* **WHAT IS REQUIRED**: In the article on the Alabama and Georgia peach season, when does Vinson say Alabama's peach season begins and ends?

* **SELECTED PASSAGE**:
By Clint Thompson
Peach season is less than two months away for Alabama and Georgia growers and Edgar Vinson, assistant research professor and Extension specialist in the Department of Horticulture at Auburn University, is encouraged by this year’s crop despite a very mild winter.
“I’m cautiously optimistic. I do think we got more chilling than the chill hour models tell us. But my concern now and concern of the growers is potential for frost damage,” Vinson said. “Hopefully, it’s warm for the rest of the season.”
Vinson said Alabama’s peach season begins in late May and extends to September, which is very comparable to Georgia, and unlike Florida farmers, who are already harvesting their crop amid warm temperatures. Vinson does believe growers are a little concerned with chill hours with respect to the varieties that require a lot.
“And that’s not to say we’re not going to have any issues with chilling, we’ll probably see some issues with chill accumulation, especially with our high chillers. A number of our growers still have quite a number of peach varieties that require higher chilling; 900 (hours) or above,” Vinson said. “In terms of the early-season to mid-season (varieties), they’re probably not as concerned. They’re more concerned with the varieties that require a high chill. That’s probably where we’ll see any signs or symptoms of a lack of chilling.”
Lack of chilling hours can affect the overall quality and appearance of the fruit, according to Vinson.
“There’s an over-pronounced suturing that runs the length of the fruit. Ideally, we want that to be minimal. But when there’s a lack of a chilling, that suturing is very pronounced,” Vinson said. “Also, the tip of the fruit, you don’t want a point there; you want that to be smooth. With fruit that shows lack of chilling, there’s an over-pronounced suture with a very sharp tip at the end of the fruit.”
Vinson also said there can also be smaller harvests over a longer period.
“That means your growers are having their crews go out to the orchards for longer periods. That cost more money and each harvest is yielding less. It can affect the growers’ operation that way,” Vinson said.

* **ENTRIES SHOWN**:
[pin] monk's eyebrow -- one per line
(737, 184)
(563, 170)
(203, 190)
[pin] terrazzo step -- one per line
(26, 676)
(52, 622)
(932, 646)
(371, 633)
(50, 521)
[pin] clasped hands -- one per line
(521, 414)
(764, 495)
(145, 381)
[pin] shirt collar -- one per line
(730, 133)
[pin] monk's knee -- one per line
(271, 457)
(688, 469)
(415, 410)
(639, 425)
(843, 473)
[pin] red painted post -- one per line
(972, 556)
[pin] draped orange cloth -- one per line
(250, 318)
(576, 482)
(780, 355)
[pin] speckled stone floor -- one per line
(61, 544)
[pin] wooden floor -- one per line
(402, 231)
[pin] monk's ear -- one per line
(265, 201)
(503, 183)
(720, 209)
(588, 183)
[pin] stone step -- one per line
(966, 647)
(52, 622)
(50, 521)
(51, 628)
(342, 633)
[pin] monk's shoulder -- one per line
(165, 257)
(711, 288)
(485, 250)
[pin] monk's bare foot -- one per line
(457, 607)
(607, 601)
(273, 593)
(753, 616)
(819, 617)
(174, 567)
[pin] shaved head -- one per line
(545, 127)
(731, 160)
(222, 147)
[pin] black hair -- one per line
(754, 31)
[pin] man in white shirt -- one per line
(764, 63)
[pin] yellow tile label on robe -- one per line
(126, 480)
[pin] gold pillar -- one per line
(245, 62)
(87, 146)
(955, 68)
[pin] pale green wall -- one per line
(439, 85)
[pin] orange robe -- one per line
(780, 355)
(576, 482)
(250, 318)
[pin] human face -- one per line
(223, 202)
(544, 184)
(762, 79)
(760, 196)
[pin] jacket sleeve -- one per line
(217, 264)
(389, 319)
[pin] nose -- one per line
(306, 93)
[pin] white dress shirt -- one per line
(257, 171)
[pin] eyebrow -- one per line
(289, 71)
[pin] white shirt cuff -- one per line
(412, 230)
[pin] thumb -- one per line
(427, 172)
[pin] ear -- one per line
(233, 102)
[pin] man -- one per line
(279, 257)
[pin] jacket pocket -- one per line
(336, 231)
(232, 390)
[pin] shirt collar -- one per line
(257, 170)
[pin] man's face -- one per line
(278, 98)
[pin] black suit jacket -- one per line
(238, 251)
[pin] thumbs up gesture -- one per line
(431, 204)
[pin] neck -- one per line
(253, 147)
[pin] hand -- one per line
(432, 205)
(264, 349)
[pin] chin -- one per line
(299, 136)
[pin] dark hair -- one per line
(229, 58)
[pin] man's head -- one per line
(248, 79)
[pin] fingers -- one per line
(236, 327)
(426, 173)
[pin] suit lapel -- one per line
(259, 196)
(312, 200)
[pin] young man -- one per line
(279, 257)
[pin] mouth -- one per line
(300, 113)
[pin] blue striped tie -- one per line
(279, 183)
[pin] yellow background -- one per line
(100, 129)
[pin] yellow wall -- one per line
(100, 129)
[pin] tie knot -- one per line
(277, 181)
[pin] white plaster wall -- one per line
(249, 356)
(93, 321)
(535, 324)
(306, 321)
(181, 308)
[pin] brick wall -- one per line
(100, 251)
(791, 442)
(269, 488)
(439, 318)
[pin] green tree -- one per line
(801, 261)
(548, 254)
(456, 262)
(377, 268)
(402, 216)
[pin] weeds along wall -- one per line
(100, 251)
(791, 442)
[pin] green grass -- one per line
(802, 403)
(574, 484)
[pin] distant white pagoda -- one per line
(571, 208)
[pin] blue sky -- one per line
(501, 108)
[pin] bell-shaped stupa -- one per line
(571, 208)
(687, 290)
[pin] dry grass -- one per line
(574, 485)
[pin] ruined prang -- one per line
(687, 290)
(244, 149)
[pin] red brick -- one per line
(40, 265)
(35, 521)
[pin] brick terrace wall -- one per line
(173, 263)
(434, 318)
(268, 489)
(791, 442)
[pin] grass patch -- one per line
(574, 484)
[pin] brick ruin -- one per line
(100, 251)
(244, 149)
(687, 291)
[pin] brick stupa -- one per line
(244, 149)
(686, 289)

* **RESPONSE AREA**: It begins in late May and extends to September.